# [Text extract]
# # # # #

William P. Rodgers (born October 8, 1994) is an American professional stock car racing driver. He last competed part-time in the NASCAR Xfinity Series, driving the No. 33 Toyota Supra for Reaume Brothers Racing, the No. 13 Toyota Supra for MBM Motorsports and part-time in the NASCAR Camping World Truck Series driving the No. 33 for RBR. He has also raced in the ARCA Menards Series, ARCA Menards Series West, NASCAR K&N Pro Series East, and Pirelli World Challenge.

Racing career

2016: West Series debut
After racing in the Pirelli World Challenge, Rodgers began racing in the NASCAR K&N Pro Series West in 2016, driving for team owner Dave Hanson. He made his debut at Sonoma Raceway, finishing in 17th. He ended the season with four top-ten finishes.

2017: Breakthrough with Kevin Harvick

Rodgers returned to the series in 2017, running full-time in the K&N Pro Series West for Jefferson Pitts Racing. He opened the season with four consecutive top-five finishes. At Sonoma, Rodgers qualified on pole position, earning his first career pole in the series. While he led early, Rodgers was eventually passed by 2014 NASCAR Sprint Cup Series champion Kevin Harvick, finishing second. Rodgers said after the race, "For some funny reason, I had a feeling as far back as four weeks ago that it was going to be me and Kevin coming into turn 11 on the last lap. And sure enough, there we were. He ran a really good race, I learned a lot from him. We were able to lead some laps there in the beginning. It doesn't feel too bad to finish second today." Harvick, meanwhile, was impressed with Rodgers' performance, stating, "That was really what this was all about, to shine a little light on a kid like Will and race against him and give him the recognition he deserves. I want to keep supporting the series and bring that bright light on some of these kids who need the opportunity." The race became a turning point for Rodgers' career; in May 2018, Autoweek writer Matt Weaver argued that Rodgers had "gained more from his graceful defeat than if he had won the race without the participation of a Cup Series veteran." Rodgers spoke of the race as having done "wonders for my career. We got a lot of attention....I can't say enough about how helpful Kevin was. He put me on his radio show and told the world that he respected me. That was huge." Rodgers ran the rest of the season for Pitts' team, adding another second-place finish at Evergreen Speedway.

# # # # #

# [Tasks]
• A. Which racing teams does the biography name?
• B. Using the biography, answer these:
(i) Where did Rodgers finish in his debut at Sonoma Raceway?
(ii) How many consecutive top-five finishes opened his 2017 season?
(iii) Which Autoweek writer argued that Rodgers gained more from his defeat than from a win?
Rely solely on the biography when responding.

# # # # #

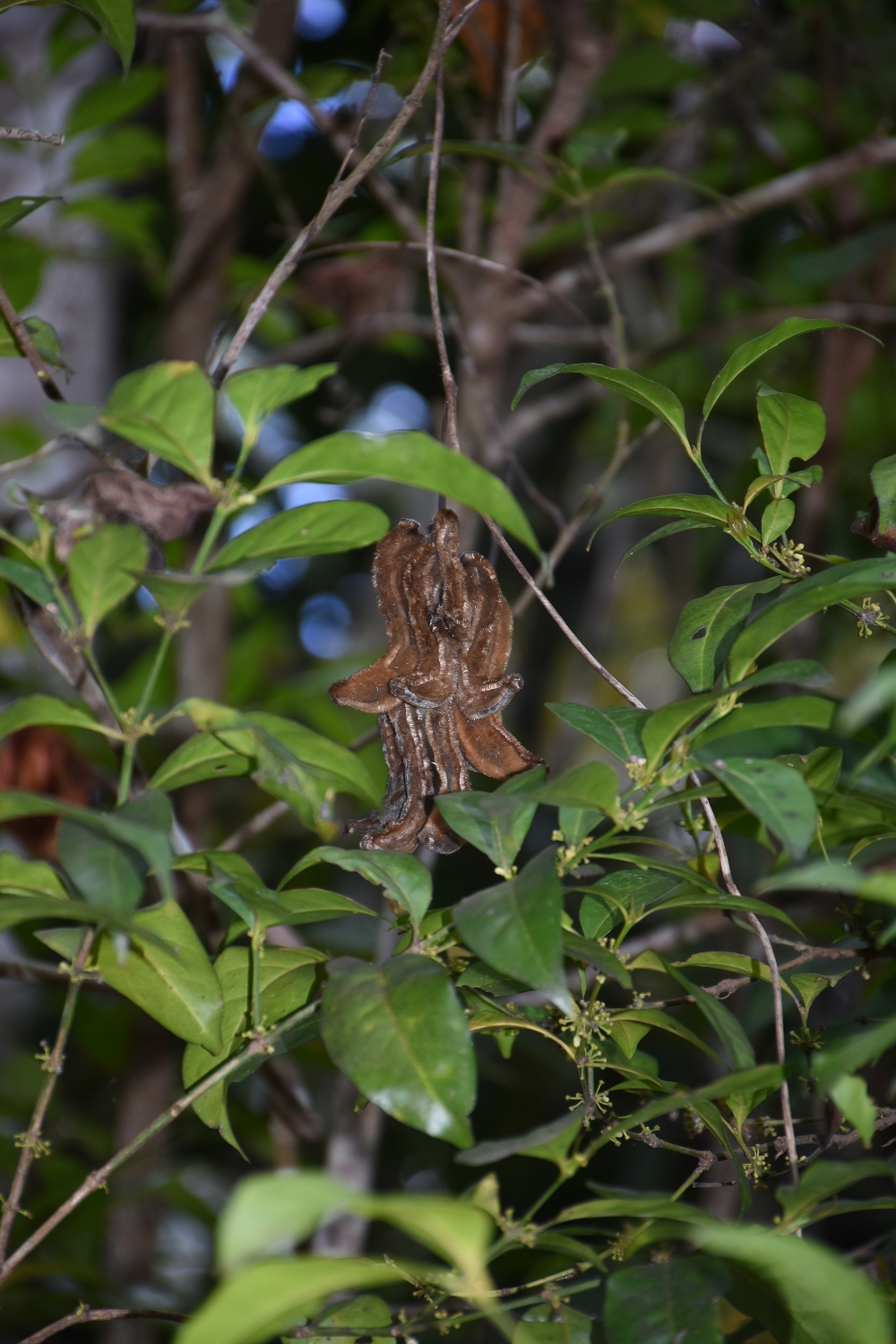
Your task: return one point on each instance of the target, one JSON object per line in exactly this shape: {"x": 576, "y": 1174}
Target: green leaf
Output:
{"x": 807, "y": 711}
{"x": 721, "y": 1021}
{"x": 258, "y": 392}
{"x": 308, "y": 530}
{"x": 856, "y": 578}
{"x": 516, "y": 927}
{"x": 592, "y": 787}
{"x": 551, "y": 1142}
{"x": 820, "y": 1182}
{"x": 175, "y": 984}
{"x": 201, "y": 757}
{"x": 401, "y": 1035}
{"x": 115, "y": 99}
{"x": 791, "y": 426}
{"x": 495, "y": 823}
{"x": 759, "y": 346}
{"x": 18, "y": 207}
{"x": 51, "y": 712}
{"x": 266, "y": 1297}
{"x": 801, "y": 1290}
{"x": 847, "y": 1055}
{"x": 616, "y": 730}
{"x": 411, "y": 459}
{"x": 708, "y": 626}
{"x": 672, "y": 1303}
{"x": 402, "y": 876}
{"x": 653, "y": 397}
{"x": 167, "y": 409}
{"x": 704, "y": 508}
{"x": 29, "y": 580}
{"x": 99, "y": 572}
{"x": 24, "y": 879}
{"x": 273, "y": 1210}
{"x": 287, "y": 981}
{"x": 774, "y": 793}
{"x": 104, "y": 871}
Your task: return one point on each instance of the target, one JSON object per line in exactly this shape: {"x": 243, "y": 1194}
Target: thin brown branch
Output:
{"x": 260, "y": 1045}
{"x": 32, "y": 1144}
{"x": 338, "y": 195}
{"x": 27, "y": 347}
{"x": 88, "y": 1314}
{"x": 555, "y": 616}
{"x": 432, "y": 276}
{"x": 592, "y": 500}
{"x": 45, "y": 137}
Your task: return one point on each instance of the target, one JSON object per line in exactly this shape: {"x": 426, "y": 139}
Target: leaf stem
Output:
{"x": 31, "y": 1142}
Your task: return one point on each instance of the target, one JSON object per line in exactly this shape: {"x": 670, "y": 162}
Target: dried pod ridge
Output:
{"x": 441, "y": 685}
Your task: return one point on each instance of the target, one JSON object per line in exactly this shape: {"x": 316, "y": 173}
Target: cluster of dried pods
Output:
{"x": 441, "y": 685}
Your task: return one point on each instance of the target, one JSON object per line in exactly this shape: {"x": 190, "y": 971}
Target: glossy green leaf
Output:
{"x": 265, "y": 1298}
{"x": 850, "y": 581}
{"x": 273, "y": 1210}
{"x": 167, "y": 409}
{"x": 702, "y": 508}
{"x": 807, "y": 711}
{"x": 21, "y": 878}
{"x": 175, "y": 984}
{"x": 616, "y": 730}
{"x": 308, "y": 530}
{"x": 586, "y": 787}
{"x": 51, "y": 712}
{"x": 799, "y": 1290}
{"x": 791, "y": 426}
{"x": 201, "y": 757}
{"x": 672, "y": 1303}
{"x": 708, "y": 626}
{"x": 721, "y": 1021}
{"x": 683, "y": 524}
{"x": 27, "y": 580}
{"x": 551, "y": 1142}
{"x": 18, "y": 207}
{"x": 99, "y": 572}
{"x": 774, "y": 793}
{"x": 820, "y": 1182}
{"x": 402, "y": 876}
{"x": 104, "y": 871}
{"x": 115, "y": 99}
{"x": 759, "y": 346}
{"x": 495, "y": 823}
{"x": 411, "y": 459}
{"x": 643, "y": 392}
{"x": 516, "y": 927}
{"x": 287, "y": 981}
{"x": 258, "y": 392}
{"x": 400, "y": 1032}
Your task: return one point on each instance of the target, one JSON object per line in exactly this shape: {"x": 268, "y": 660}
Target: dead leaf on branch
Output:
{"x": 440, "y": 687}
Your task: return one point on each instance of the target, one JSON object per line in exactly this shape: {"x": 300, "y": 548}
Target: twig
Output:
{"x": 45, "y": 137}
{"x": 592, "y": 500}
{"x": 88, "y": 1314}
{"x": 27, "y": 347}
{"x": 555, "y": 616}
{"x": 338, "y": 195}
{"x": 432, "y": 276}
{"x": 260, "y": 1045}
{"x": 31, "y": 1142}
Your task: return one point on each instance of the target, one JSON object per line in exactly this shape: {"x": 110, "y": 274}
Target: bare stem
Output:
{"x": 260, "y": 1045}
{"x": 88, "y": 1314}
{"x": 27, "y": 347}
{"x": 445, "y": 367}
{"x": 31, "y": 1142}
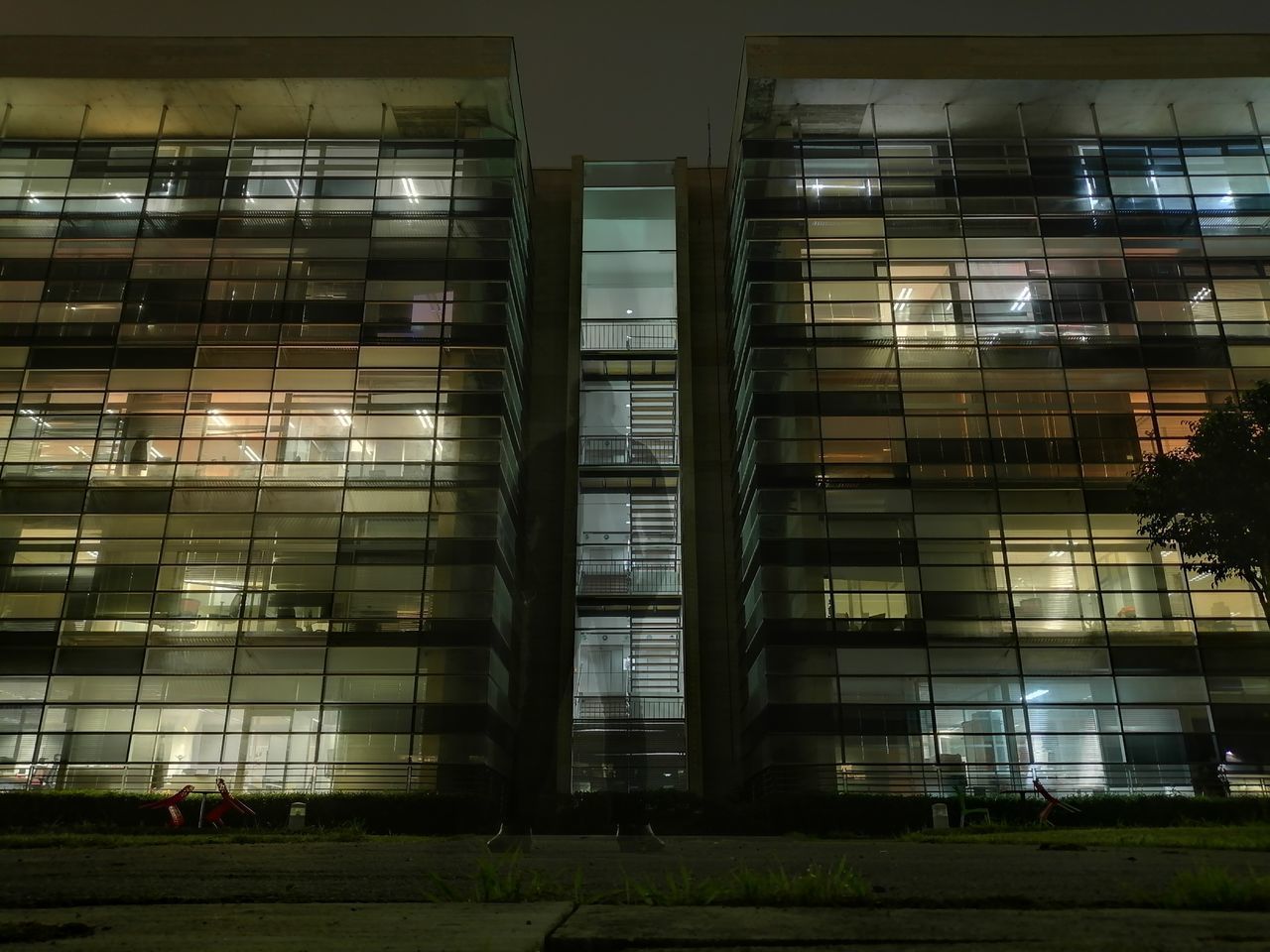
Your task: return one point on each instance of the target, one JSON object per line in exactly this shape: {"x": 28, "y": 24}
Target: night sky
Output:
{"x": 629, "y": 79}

# # # # #

# [Task responses]
• A. Reaume Brothers Racing, MBM Motorsports, Jefferson Pitts Racing

• B.
(i) 17th
(ii) Four
(iii) Matt Weaver